## START Record list

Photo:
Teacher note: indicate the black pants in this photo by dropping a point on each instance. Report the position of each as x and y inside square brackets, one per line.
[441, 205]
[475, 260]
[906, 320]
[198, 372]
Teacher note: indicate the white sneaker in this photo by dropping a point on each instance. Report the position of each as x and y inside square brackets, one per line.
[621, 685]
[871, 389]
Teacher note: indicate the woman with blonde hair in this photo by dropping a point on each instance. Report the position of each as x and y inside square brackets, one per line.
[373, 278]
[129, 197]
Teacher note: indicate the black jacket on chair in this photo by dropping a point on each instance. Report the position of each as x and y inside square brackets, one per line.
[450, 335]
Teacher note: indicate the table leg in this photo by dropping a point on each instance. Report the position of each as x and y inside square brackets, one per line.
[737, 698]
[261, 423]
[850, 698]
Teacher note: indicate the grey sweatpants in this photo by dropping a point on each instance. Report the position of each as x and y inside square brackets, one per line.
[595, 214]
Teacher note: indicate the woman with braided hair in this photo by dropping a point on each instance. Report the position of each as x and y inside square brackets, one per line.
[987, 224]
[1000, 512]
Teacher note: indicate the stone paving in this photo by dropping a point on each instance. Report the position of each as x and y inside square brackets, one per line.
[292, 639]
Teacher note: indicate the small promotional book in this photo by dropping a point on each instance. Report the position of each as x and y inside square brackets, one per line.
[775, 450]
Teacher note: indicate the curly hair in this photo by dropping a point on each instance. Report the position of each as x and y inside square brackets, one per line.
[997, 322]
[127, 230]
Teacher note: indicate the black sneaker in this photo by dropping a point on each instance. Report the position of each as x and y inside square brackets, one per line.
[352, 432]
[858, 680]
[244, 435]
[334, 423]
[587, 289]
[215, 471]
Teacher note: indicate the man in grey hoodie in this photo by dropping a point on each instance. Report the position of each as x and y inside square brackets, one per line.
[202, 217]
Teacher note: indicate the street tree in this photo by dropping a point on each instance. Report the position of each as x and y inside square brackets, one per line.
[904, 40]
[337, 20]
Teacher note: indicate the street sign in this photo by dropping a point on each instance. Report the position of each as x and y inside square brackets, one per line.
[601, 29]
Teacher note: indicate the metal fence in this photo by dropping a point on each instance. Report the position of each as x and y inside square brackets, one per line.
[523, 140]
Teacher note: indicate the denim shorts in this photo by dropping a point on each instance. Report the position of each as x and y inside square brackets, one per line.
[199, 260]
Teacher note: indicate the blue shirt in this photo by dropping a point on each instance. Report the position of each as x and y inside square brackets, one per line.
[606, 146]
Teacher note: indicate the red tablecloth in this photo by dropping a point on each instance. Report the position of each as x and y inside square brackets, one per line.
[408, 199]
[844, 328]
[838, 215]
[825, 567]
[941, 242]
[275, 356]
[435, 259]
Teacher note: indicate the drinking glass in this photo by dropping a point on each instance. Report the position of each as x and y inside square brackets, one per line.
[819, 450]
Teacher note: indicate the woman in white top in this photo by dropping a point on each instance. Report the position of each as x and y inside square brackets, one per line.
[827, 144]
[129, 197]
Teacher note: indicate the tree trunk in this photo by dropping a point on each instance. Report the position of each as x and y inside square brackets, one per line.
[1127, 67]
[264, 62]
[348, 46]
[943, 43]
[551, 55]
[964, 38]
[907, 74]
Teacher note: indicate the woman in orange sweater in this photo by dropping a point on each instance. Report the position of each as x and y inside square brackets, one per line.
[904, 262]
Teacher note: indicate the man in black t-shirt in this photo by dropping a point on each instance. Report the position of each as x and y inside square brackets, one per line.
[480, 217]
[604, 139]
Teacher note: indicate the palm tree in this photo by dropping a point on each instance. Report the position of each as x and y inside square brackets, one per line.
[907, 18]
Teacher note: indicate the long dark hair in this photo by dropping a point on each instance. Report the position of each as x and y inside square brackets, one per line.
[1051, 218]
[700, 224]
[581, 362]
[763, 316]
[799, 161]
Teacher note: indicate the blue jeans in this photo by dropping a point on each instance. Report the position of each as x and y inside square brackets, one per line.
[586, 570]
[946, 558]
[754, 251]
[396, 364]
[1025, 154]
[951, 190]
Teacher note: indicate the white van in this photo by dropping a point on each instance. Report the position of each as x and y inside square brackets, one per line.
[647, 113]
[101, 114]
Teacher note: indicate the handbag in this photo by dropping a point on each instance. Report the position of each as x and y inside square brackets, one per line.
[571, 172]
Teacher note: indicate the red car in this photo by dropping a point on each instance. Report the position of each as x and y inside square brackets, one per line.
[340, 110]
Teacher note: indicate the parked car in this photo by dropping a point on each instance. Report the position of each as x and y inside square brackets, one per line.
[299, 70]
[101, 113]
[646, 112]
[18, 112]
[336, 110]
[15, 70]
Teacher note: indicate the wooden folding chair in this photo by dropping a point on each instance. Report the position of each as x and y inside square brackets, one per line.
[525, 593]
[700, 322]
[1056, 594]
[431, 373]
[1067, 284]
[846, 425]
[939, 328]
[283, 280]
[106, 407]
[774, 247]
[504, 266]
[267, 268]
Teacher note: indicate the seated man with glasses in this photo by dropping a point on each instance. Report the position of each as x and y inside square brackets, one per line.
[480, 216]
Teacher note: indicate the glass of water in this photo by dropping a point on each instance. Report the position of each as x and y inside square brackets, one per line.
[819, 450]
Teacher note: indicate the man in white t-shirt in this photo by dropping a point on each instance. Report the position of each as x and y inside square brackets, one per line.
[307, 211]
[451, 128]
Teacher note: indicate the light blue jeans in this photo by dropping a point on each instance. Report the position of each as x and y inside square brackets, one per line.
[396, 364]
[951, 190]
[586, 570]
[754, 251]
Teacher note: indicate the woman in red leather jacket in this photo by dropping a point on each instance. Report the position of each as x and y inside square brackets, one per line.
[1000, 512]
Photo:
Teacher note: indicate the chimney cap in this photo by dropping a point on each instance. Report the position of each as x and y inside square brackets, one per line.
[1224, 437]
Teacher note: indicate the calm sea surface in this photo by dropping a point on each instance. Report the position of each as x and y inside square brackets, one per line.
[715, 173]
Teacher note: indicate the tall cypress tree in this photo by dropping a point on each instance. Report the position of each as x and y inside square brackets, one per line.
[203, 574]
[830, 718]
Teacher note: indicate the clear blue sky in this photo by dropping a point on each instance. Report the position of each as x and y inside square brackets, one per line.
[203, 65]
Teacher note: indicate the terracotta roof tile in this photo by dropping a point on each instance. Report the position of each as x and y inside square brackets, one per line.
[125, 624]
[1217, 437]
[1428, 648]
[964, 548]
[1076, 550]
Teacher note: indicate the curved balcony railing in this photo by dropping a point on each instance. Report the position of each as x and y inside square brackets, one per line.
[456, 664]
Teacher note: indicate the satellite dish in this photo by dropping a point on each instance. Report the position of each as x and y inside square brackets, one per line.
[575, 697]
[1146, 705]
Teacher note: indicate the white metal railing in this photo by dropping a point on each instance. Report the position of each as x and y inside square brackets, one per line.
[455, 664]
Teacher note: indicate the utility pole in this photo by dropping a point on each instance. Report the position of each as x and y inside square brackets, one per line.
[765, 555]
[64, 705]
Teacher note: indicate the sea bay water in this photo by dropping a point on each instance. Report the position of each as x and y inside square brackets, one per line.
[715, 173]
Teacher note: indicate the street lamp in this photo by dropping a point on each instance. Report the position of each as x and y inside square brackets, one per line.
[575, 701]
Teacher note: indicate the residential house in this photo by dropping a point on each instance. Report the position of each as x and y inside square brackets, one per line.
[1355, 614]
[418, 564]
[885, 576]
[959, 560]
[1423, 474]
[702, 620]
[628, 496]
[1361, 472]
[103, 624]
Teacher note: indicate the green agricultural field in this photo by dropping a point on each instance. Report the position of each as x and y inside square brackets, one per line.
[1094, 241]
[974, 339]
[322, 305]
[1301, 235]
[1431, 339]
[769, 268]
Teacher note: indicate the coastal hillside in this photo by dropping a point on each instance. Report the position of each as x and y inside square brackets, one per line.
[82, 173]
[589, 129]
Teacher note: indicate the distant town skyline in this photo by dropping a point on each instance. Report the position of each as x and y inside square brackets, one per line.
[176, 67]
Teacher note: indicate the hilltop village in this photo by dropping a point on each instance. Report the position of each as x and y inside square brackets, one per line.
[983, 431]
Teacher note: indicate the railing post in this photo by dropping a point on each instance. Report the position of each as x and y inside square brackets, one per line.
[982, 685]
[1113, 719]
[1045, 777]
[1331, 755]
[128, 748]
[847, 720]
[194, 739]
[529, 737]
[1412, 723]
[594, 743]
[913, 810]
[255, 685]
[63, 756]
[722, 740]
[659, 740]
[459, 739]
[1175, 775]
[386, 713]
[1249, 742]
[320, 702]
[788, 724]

## END Record list

- What you will do: Reproduce only the lines running from the one with "Teacher note: indicate the coastal" through the final line of the listing above, both ends included.

- Problem solution:
Teacher note: indicate the coastal hillside in this photo by dropping a point on each instance. Report the position of each as x and y inside square brackets, one per line.
[82, 173]
[589, 129]
Teacher note: indicate the distant town skyline in this photo by dropping a point on each instance. Report the position of each as x and y inside square brackets, one per line.
[176, 67]
Teacher note: indicate the hilltop village in this photo by dropping a point on each instance. Report the position of each as x and y inside square brackets, one per line.
[983, 431]
Teacher note: indicate the railing post in this photo by dropping a point on each instance. Report the position of each as x and y inside square brackets, one per line.
[982, 685]
[1113, 719]
[1045, 777]
[1331, 755]
[128, 748]
[847, 720]
[194, 739]
[529, 737]
[1412, 723]
[594, 743]
[913, 810]
[255, 685]
[63, 756]
[722, 740]
[659, 740]
[459, 739]
[1175, 775]
[386, 713]
[1249, 742]
[320, 702]
[788, 724]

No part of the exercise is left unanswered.